■ **Complete the following**:
1. Transcribe a passage from the Prefect forum thread, beginning at the words "return response.json()" and stopping after "create_weather_table()".
2. In the Prefect forum thread, which orchestration service does the poster say their team currently uses?

■ **Source extract**:

Hey all, I'm evaluating Prefect as an alternative ...
# ask-community
w
Hey all, I'm evaluating Prefect as an alternative to our orchestration (we're currently using AWS Step Functions which has a lot of challenges). So far everything looks pretty nice, but I'm noticing that when I try to use the
concurrency
context manager, I either: 1. Don't notice any real difference when I play around with the
occupy
parameter. Granted this is a simple 2. Sometimes my Flow will hang randomly for seemingly no reason. On one execution it'll execute fine to completion but on the next it'll just stop right before it gets to the context manager (i.e., no more logs). I'm noticing both whether I use the
sync
or
async
concurrency
context managers. I'll share a version of the code in the thread.
Copy code
from datetime import timedelta
from typing import Dict, List
import asyncio

import httpx
import duckdb
from prefect import flow, task
from prefect.tasks import task_input_hash
from prefect.concurrency.asyncio import concurrency

API_KEY = <redacted>
DUCKDB_DATABASE = <redacted>

@task(
    name="Execute Weather API Call",
    retries=3,
    retry_delay_seconds=5,
    # cache_key_fn=task_input_hash,
    # cache_expiration=timedelta(days=1), # Weather data changes daily
    log_prints=True
)
async def execute_weather_api(zip_code: str) -> Dict[str, any]:
    url = "<https://api.openweathermap.org/data/2.5/weather?zip={zip_code},us&appid={api_key}>".format(zip_code=zip_code, api_key=API_KEY)

    print(f"Executing API call for {zip_code}")

    async with concurrency('execute-weather-api', occupy=1):
        response = httpx.get(url)
        try:
            response.raise_for_status()
        except httpx.HTTPError as e:
            return None

        return response.json()


@flow(
    name="Get Weather",
    log_prints=True
)
async def get_weather() -> None:
    print("Getting NY Weather")
    ny_weather = await get_ny_weather(get_ny_zip_codes(count=500))
    print("Materialize Weather")

    create_weather_table()
    write_data_to_duck_db(ny_weather + nj_weather)


@task(
    name="Write Data to DB",
    log_prints=True
)
def write_data_to_duck_db(weather_data: List[Dict[str, any]]) -> None:
    conn = duckdb.connect(DUCKDB_DATABASE)
    zip_codes = []

    for row in weather_data:
        query = f"""INSERT INTO weather
            VALUES (
                '{row["zip_code"]}', 
                '{row["lat"]}', 
                '{row["lng"]}', 
                '{row["temperature"]}', 
                '{row["feels_like"]}', 
                '{row["humidity"]}'
            )
        """
        conn.execute(query)

■ **Given information**:

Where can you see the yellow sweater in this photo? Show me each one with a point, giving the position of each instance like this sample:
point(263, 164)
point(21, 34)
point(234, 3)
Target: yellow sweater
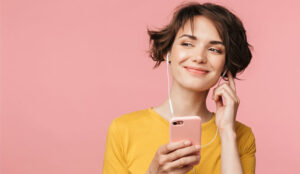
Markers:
point(134, 138)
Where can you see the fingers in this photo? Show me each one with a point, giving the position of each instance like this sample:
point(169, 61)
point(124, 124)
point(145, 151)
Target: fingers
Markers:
point(174, 146)
point(227, 91)
point(231, 81)
point(183, 152)
point(184, 161)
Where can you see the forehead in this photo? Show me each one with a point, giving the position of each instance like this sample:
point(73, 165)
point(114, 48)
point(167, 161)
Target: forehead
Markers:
point(202, 28)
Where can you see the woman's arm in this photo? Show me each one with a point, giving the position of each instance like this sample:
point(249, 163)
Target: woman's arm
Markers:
point(230, 159)
point(225, 121)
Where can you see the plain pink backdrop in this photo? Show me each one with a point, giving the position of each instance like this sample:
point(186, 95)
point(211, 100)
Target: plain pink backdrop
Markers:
point(68, 68)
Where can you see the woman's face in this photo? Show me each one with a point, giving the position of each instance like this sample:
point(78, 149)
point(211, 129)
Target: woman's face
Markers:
point(203, 50)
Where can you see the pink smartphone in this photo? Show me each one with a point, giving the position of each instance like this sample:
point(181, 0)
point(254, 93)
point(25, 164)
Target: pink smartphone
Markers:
point(186, 128)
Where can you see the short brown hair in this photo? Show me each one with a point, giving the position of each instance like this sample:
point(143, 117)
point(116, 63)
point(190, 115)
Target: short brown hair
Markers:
point(229, 27)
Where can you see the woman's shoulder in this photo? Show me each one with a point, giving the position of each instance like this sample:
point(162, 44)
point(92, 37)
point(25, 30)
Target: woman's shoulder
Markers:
point(245, 136)
point(133, 118)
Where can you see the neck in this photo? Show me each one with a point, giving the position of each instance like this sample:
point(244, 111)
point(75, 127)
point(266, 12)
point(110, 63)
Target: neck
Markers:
point(187, 102)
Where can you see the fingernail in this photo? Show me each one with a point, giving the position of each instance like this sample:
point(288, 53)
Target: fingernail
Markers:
point(187, 142)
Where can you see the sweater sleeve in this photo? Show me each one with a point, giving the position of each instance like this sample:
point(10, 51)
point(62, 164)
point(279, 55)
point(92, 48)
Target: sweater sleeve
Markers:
point(248, 159)
point(114, 160)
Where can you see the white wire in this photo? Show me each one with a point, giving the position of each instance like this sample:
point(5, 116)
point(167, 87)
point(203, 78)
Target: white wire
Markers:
point(171, 107)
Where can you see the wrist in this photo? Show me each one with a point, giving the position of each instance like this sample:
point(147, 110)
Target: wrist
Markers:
point(228, 134)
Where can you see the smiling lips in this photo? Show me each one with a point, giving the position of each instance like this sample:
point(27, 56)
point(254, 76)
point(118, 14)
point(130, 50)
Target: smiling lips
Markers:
point(196, 71)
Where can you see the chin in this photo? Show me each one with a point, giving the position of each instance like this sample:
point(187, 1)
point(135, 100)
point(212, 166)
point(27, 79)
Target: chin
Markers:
point(197, 86)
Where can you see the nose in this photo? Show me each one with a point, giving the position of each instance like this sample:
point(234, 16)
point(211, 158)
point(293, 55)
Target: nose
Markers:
point(200, 55)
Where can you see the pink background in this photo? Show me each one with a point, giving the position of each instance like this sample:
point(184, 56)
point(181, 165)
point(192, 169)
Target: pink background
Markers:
point(69, 67)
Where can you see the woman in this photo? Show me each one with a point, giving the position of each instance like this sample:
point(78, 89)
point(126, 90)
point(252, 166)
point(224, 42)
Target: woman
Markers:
point(202, 42)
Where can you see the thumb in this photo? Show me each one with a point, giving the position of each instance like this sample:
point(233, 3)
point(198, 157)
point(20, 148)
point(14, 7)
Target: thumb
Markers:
point(219, 102)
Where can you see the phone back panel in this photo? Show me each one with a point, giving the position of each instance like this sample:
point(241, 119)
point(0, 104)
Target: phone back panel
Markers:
point(190, 129)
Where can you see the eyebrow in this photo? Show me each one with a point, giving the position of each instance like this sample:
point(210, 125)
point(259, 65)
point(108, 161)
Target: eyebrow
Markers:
point(214, 42)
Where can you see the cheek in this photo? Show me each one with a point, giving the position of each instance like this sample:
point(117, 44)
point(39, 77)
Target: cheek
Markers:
point(218, 63)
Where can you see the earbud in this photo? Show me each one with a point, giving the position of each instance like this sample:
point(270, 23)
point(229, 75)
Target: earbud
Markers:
point(224, 72)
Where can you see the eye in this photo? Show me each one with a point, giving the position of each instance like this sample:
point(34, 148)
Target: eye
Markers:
point(216, 50)
point(186, 44)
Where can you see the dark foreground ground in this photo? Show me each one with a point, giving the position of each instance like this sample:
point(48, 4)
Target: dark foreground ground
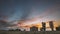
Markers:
point(18, 32)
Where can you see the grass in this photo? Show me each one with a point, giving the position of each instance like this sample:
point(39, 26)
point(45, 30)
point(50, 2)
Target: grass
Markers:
point(29, 32)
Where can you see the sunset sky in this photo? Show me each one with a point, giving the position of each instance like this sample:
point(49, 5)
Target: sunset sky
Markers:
point(29, 12)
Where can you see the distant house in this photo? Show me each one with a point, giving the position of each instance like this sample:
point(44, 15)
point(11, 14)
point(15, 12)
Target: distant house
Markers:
point(34, 28)
point(51, 25)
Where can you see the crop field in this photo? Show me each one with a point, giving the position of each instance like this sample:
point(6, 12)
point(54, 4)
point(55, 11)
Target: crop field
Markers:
point(29, 32)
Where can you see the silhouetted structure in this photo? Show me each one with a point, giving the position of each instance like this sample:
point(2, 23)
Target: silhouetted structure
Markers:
point(15, 30)
point(34, 28)
point(51, 25)
point(58, 28)
point(43, 26)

■ **Task solutions**:
1.
return response.json()


@flow(
    name="Get Weather",
    log_prints=True
)
async def get_weather() -> None:
    print("Getting NY Weather")
    ny_weather = await get_ny_weather(get_ny_zip_codes(count=500))
    print("Materialize Weather")

    create_weather_table()

2. AWS Step Functions